Lastly, in section four,the reader encounters a number of poems stemming from real life headlines and events, such as the section’s first poem, “Man Held in Burning of Homeless Woman in Los Angeles” and “The Auschwitz Photographer.” Poems grounded this way, to me, become particularly illuminated through the lens of history. Lines from “Lupercale,” which takes an epigraph from the Kalamazoo Gazette are hauntingly beautiful: “The light returns to us this time each year. / The sun keeps faith, whatever name we choose / to give it, more reliable than gods / or emperor.” Throughout the book, but particularly in this final section, Griffin takes a variety of source material for epigraphs which create a powerful and lasting effect. Other epigraph sources include the Bible’s Old Testament (in “Eve, an Apologia”), Euripedes, Democritus, Ralph Waldo Emerson, Wicked, the book of Acts (in “Pentecost”), and newspaper articles, both local to Michigan and national. Griffin’s poems often return to stories—testaments—from the Bible, either directly or in allusive ways. Many of these poems are thinking about Adam, thinking about Eve, or thinking about Noah on his ark. Indeed, the book closes on the poem, “Rainbow,” leaving us with the flood, and the fish that had no need for sanctuary: “But what salvation could they use?” the poem asks. “Why should they care if it’s / fire next time, the fish, with nothing to forget or to remember? The fish, / who cannot close their eyes.”
This book is gorgeous and rich. It’s one I predict I will return to time and time again—just like those tourists from other states who want to borrow Michigan’s beauty when the weather is at its finest. There’s much meaning packed in these dense lines, much to revel in its images and metaphors. These poems make me feel like I’ve traveled to Omena Bay myself, though I never have. Perhaps this fall after the lasts of the tourists have departed, turned their cars and vans and RVs for their home states, I too can make my way to these waters, wade in their depths, take in their astounding gifts one by one, just as I took in the poems in Griffin’s remarkable collection.

[Saved data entries]
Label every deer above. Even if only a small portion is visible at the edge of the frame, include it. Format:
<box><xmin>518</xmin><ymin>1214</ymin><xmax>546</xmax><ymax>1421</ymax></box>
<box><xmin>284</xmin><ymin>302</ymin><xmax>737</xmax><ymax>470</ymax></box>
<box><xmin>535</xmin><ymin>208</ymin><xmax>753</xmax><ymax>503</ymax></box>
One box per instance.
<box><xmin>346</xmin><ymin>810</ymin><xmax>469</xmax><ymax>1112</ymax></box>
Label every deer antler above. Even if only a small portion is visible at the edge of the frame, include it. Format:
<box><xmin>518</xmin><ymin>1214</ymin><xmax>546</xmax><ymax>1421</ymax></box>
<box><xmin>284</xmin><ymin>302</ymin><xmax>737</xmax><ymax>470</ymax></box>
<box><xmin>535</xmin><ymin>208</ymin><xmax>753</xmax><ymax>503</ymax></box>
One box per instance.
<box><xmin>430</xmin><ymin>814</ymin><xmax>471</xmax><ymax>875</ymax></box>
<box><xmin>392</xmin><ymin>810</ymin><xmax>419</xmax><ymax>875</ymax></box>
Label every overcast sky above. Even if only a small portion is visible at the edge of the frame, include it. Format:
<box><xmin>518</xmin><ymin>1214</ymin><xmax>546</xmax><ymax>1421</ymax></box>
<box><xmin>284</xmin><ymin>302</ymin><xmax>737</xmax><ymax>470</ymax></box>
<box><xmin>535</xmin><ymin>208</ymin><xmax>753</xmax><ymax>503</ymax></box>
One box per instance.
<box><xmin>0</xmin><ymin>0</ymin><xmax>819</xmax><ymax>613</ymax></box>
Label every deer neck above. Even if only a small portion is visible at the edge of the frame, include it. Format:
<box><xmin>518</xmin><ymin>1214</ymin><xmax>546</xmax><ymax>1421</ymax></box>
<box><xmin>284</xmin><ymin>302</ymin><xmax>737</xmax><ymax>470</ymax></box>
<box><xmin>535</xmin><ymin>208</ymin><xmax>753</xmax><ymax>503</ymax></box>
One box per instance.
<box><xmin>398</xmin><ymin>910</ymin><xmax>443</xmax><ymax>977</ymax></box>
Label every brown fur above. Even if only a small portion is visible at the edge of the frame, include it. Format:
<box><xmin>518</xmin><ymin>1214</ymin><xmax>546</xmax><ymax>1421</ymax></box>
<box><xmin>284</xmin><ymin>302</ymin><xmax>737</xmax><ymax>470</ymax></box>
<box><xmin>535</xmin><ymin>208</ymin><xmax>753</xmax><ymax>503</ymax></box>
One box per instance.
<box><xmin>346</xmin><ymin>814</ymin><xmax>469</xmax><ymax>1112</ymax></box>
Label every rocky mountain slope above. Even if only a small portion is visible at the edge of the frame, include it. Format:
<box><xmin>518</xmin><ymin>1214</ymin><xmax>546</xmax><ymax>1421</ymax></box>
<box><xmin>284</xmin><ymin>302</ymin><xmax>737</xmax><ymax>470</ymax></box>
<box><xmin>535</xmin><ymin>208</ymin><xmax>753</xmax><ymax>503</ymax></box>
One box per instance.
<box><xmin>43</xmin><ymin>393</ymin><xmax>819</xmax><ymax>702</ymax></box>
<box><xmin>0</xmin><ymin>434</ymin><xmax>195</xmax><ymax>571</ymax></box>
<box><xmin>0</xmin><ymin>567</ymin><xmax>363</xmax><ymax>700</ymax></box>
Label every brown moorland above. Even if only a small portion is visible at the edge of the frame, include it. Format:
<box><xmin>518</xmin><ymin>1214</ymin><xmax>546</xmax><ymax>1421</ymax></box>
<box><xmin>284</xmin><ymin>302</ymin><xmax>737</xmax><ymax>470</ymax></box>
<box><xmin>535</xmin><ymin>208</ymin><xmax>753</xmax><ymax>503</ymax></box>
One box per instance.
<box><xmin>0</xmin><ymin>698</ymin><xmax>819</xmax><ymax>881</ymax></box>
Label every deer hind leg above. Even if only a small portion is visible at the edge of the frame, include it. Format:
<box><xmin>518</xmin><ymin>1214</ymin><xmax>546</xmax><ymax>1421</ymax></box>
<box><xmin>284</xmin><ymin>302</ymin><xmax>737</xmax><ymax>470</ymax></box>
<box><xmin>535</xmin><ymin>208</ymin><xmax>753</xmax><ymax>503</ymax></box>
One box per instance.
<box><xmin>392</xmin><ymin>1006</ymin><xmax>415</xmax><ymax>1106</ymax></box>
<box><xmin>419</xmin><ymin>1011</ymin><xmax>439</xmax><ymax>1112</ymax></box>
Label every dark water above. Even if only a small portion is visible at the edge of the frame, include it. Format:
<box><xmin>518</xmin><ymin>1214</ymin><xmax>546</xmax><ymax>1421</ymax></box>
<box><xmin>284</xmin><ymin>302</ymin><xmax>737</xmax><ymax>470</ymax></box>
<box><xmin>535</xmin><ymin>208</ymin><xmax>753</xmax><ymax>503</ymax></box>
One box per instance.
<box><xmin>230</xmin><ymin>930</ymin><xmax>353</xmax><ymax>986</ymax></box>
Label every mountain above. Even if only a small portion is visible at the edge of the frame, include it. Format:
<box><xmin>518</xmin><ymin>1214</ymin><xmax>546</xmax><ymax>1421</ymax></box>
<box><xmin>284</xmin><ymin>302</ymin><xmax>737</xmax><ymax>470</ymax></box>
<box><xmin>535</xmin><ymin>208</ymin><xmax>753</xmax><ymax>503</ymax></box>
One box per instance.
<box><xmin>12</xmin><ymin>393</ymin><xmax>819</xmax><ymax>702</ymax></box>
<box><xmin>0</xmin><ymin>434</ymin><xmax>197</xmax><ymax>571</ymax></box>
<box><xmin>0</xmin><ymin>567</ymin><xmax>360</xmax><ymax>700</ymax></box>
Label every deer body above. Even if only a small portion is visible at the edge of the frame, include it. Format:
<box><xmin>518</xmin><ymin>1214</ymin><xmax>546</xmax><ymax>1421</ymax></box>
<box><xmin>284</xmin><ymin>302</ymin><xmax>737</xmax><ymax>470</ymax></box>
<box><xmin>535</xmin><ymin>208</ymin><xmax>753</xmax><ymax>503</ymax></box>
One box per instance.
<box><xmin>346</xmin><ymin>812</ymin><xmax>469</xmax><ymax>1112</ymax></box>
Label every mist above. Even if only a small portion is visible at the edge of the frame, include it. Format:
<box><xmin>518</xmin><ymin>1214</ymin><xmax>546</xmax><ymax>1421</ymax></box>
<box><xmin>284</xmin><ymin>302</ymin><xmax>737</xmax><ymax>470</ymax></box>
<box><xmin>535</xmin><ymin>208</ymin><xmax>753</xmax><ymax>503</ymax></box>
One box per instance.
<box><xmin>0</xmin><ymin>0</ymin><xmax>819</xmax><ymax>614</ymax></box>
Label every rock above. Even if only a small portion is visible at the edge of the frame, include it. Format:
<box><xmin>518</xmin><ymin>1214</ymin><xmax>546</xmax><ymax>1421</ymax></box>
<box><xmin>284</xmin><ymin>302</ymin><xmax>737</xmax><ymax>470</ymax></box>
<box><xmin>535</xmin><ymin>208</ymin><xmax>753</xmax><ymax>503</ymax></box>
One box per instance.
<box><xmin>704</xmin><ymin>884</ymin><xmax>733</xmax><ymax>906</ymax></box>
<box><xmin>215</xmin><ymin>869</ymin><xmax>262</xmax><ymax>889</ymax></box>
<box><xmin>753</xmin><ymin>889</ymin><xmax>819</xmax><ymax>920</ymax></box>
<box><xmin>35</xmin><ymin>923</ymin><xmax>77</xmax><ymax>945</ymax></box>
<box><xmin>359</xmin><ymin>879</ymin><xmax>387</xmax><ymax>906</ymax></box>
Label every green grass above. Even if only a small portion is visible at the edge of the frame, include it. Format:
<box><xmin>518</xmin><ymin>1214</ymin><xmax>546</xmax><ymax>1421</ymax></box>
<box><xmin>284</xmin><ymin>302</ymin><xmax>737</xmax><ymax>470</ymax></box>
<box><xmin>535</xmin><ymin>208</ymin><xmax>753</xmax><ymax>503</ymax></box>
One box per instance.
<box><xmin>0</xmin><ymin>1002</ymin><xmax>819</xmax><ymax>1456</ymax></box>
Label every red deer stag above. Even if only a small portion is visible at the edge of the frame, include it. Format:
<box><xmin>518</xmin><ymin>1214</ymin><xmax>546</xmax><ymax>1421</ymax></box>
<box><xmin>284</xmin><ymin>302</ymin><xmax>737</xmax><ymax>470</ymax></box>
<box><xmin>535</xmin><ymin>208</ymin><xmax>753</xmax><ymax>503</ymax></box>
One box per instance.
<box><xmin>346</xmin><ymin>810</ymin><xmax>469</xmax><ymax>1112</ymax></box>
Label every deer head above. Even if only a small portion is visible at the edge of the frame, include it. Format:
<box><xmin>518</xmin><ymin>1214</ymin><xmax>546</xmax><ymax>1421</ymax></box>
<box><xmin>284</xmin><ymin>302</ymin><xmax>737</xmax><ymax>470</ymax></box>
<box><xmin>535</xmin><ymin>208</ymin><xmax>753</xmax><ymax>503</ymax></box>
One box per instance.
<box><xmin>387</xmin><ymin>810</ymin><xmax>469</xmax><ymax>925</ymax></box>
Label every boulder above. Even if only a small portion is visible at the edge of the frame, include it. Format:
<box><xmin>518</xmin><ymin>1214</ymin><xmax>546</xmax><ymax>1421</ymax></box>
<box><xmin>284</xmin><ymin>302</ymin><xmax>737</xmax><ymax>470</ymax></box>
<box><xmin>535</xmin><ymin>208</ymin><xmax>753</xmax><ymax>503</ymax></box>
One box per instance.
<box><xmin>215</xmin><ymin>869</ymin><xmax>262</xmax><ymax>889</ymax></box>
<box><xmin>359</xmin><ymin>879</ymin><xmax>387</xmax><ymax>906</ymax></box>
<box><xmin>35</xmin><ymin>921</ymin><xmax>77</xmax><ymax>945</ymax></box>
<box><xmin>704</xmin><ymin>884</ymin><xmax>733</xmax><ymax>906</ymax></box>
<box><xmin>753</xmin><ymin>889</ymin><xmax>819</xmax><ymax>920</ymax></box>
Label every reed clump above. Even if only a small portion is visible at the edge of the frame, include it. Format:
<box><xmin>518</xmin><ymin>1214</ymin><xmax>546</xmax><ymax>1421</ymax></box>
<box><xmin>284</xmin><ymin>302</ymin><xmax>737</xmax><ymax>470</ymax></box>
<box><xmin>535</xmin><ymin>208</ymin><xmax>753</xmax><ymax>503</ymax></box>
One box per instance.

### REQUIRED WORK
Using the book review, answer each question below.
(a) Which newspaper provides the epigraph for "Lupercale"?
(b) Which poem closes the book?
(c) Which place do the poems make the reviewer feel they have traveled to?

### ANSWER SPACE
(a) The Kalamazoo Gazette
(b) "Rainbow"
(c) Omena Bay